### What is being asked
Could you render the entries below as a numbered list, leaving out any blank lines?

### Working data
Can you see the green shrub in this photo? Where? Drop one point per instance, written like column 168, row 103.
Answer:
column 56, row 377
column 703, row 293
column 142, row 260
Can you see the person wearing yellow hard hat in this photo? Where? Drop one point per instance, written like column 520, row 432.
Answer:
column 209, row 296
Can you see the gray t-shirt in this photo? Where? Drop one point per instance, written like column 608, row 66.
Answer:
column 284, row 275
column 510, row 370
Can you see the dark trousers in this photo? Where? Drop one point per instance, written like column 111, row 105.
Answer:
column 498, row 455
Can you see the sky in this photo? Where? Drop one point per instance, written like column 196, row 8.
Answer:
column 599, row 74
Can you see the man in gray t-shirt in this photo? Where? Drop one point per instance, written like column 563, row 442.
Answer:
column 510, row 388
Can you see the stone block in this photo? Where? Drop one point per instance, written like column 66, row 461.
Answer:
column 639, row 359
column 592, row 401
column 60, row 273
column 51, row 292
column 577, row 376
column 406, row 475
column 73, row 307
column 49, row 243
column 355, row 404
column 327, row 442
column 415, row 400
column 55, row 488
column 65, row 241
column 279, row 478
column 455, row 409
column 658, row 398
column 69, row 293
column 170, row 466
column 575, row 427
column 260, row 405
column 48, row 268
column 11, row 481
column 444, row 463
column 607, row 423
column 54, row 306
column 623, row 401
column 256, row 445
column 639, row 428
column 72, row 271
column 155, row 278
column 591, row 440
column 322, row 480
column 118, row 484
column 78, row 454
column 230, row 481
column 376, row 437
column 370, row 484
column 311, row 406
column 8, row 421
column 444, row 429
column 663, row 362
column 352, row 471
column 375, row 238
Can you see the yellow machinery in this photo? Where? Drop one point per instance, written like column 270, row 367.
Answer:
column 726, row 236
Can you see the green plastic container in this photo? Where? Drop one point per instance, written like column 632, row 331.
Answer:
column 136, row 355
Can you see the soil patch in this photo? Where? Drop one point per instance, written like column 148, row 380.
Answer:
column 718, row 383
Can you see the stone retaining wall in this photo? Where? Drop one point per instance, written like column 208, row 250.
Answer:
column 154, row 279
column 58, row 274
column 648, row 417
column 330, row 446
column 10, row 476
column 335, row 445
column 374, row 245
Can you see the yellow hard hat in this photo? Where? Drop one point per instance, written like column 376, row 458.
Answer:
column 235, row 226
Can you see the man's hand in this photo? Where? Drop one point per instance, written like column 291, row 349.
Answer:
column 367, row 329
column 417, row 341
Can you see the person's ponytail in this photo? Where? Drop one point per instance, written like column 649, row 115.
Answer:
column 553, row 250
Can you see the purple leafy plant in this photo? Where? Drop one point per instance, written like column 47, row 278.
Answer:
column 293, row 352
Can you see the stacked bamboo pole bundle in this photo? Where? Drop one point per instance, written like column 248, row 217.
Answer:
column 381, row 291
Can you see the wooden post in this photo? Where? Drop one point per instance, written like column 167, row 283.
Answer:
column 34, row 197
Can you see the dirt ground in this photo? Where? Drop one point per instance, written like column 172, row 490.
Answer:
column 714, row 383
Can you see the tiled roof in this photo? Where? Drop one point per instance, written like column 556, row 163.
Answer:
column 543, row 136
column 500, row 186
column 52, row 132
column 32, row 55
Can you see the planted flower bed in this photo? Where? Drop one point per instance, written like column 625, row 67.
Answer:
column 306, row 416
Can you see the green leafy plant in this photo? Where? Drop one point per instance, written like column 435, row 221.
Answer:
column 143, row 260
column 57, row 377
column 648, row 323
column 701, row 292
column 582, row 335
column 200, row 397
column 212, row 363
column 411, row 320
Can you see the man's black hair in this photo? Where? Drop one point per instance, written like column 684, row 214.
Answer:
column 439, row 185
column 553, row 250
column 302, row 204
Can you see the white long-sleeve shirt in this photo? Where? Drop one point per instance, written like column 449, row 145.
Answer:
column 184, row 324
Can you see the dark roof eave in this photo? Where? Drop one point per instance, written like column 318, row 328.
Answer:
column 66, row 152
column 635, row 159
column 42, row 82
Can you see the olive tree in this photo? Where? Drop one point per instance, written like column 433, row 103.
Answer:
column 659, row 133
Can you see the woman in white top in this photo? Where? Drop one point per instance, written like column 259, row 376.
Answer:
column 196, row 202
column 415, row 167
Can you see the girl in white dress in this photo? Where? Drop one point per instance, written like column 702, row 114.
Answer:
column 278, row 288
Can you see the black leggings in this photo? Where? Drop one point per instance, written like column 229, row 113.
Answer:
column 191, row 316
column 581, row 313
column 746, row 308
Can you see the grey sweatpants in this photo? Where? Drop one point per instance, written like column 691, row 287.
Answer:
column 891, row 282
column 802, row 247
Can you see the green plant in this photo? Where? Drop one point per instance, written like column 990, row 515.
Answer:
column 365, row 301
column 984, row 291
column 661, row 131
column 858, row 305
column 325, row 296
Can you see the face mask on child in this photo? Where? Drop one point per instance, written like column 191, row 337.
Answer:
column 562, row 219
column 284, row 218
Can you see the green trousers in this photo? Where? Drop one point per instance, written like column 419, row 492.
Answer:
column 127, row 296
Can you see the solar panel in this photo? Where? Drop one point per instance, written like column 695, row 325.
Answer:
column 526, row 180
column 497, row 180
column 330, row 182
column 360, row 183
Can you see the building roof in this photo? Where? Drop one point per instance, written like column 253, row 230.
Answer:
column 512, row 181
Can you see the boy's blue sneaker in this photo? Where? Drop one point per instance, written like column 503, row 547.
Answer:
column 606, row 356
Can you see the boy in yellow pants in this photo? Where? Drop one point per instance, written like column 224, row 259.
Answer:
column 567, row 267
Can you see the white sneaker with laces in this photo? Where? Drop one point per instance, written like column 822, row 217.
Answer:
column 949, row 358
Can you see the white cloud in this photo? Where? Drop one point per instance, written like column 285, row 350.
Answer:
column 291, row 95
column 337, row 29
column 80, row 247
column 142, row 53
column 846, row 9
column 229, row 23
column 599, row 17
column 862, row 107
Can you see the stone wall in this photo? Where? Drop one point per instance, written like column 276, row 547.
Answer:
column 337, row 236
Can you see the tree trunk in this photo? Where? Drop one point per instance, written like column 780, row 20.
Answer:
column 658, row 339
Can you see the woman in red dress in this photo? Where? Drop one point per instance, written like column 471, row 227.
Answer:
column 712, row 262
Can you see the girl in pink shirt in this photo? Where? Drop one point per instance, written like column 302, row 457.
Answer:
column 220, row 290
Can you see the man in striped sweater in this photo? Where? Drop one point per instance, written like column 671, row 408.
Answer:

### Exercise response
1. Can you see the green shrub in this photo? Where? Drop one point per instance, written like column 168, row 103.
2. Answer:
3. column 56, row 377
4. column 703, row 293
5. column 142, row 260
6. Can you see the person wearing yellow hard hat in this photo? Where? Drop one point per instance, written like column 520, row 432.
7. Answer:
8. column 209, row 296
9. Can you see the gray t-shirt in this photo? Where? Drop one point per instance, written like column 608, row 66.
10. Answer:
11. column 284, row 275
12. column 510, row 370
13. Can you see the dark trousers in this photo? Where? Drop one point per instance, written like column 111, row 105.
14. Answer:
15. column 498, row 455
16. Can you see the sky in this photo? Where? Drop one point per instance, written like column 196, row 8.
17. Answer:
18. column 599, row 74
19. Can you see the man in gray t-shirt in this photo? Where? Drop one point per instance, written like column 563, row 442.
20. Answer:
21. column 510, row 388
22. Can you see the stone block in this photo? Where? Drop one point per instance, written like column 66, row 461.
23. Answer:
24. column 639, row 359
25. column 592, row 401
26. column 60, row 273
27. column 51, row 292
28. column 577, row 376
29. column 406, row 475
30. column 73, row 307
31. column 49, row 243
32. column 355, row 404
33. column 327, row 442
34. column 415, row 400
35. column 55, row 488
36. column 65, row 241
37. column 279, row 478
38. column 455, row 409
39. column 658, row 398
40. column 69, row 293
41. column 170, row 466
42. column 575, row 427
43. column 260, row 405
44. column 48, row 268
45. column 11, row 481
46. column 444, row 463
47. column 607, row 423
48. column 54, row 306
49. column 623, row 401
50. column 256, row 445
51. column 639, row 428
52. column 72, row 271
53. column 155, row 278
54. column 591, row 440
55. column 322, row 480
56. column 118, row 484
57. column 78, row 454
58. column 230, row 481
59. column 376, row 437
60. column 370, row 484
61. column 311, row 406
62. column 8, row 421
63. column 444, row 429
64. column 663, row 362
65. column 352, row 471
66. column 375, row 238
67. Can you see the yellow machinery in this photo? Where? Drop one point per instance, written like column 270, row 367.
68. Answer:
69. column 726, row 236
70. Can you see the green plastic container in this photo? Where? Drop one point per instance, written like column 632, row 331.
71. Answer:
72. column 136, row 355
73. Can you see the soil patch in this photo? Where? Drop one point per instance, written like column 148, row 380.
74. Answer:
75. column 718, row 383
76. Can you see the stone retaining wall in this photo? Where? Drop one point per instance, written like column 208, row 250.
77. Answer:
78. column 154, row 279
79. column 58, row 274
80. column 648, row 417
81. column 330, row 446
82. column 10, row 476
83. column 335, row 445
84. column 374, row 245
85. Can you see the yellow hard hat in this photo? Where? Drop one point per instance, written like column 376, row 458.
86. Answer:
87. column 235, row 226
88. Can you see the man's hand in this photo? Where? Drop one point per instance, written like column 291, row 349.
89. Answer:
90. column 367, row 329
91. column 417, row 341
92. Can you see the person's ponytail in this photo? Where? Drop one point per instance, written like column 649, row 115.
93. Answer:
94. column 553, row 250
95. Can you see the purple leafy plant in this photo? Where? Drop one point per instance, written like column 47, row 278.
96. Answer:
97. column 293, row 352
98. Can you see the stacked bamboo pole bundle in this photo? Where? Drop one point per instance, written like column 248, row 217.
99. Answer:
100. column 381, row 291
101. Can you see the wooden post in this photo? Where? Drop one point per instance, written like column 167, row 283.
102. Answer:
103. column 34, row 197
104. Can you see the dirt ground in this photo? Where? Drop one point per instance, written like column 172, row 490.
105. Answer:
106. column 714, row 383
107. Can you see the tiled roof in this photo? Where? Drop one point per instance, written like column 556, row 163.
108. Answer:
109. column 543, row 136
110. column 500, row 186
111. column 52, row 132
112. column 32, row 55
113. Can you see the planted flower bed in this photo? Where? Drop one point per instance, written like column 625, row 67.
114. Answer:
115. column 306, row 416
116. Can you see the green leafy plant in this photo? Where? Drop one point per instance, written like column 435, row 221.
117. Answer:
118. column 143, row 260
119. column 57, row 377
120. column 648, row 323
121. column 701, row 292
122. column 582, row 335
123. column 200, row 397
124. column 212, row 363
125. column 411, row 320
126. Can you see the man's black hair in this photo? Where? Drop one point per instance, written like column 684, row 214.
127. Answer:
128. column 439, row 185
129. column 553, row 250
130. column 302, row 204
131. Can you see the white long-sleeve shirt in this photo? Where? Drop one point per instance, written like column 449, row 145.
132. Answer:
133. column 184, row 324
134. Can you see the dark roof eave in this photo? Where? Drop one point per instance, written like column 318, row 328.
135. Answer:
136. column 66, row 152
137. column 635, row 159
138. column 42, row 82
139. Can you see the olive tree in this photo? Where? Drop one point per instance, written like column 433, row 103.
140. Answer:
141. column 659, row 133
142. Can you see the woman in white top in this photo? Where? Drop one point per instance, written like column 259, row 376.
143. Answer:
144. column 196, row 202
145. column 415, row 167
146. Can you see the girl in white dress in this photo? Where? Drop one point per instance, written like column 702, row 114.
147. Answer:
148. column 278, row 288
149. Can you see the black leggings in this photo? Where? Drop one point per instance, written like column 229, row 113.
150. Answer:
151. column 191, row 316
152. column 581, row 313
153. column 746, row 308
154. Can you see the grey sweatpants in this photo? Where? Drop one point per instance, written like column 691, row 287.
155. Answer:
156. column 891, row 282
157. column 802, row 247
158. Can you see the green plant in this photo? Where? Drop one point per instance, written like column 990, row 515.
159. Answer:
160. column 365, row 301
161. column 984, row 291
162. column 661, row 131
163. column 858, row 305
164. column 325, row 296
165. Can you see the face mask on child in this photo? Where? Drop one point per instance, written like column 191, row 337.
166. Answer:
167. column 562, row 219
168. column 284, row 218
169. Can you see the green trousers in this photo? Where? Drop one point per instance, written like column 419, row 492.
170. Answer:
171. column 127, row 296
172. Can you see the solar panel in this photo? Where? Drop one point per instance, written like column 695, row 325.
173. Answer:
174. column 526, row 180
175. column 497, row 180
176. column 330, row 182
177. column 360, row 183
178. Can you see the building roof in this photo? Where? Drop one point per instance, written like column 253, row 230.
179. Answer:
180. column 512, row 181
181. Can you see the boy's blue sneaker in this photo? Where? Drop one point per instance, written like column 503, row 547.
182. Answer:
183. column 606, row 356
184. Can you see the boy in yellow pants in this photo? Where? Drop one point per instance, written like column 224, row 259.
185. Answer:
186. column 567, row 267
187. Can you see the white sneaker with laces in this photo? Where? Drop one point per instance, written like column 822, row 217.
188. Answer:
189. column 949, row 358
190. Can you see the white cloud in this photo? Where? Drop one point per instance, written like column 285, row 350.
191. Answer:
192. column 291, row 95
193. column 337, row 29
194. column 80, row 247
195. column 142, row 53
196. column 846, row 9
197. column 229, row 23
198. column 599, row 17
199. column 862, row 107
200. Can you see the stone wall in this photo? Where? Drop one point per instance, written like column 276, row 547.
201. Answer:
202. column 337, row 236
203. Can you see the tree trunk in this photo? Where? Drop one point per instance, written like column 780, row 20.
204. Answer:
205. column 658, row 339
206. Can you see the woman in red dress in this photo? Where? Drop one point per instance, written like column 471, row 227.
207. Answer:
208. column 712, row 262
209. Can you see the girl in pink shirt in this photo? Where? Drop one point per instance, written like column 302, row 457.
210. Answer:
211. column 220, row 290
212. Can you see the man in striped sweater in this photo? Where? Drop one point per instance, written like column 671, row 408.
213. Answer:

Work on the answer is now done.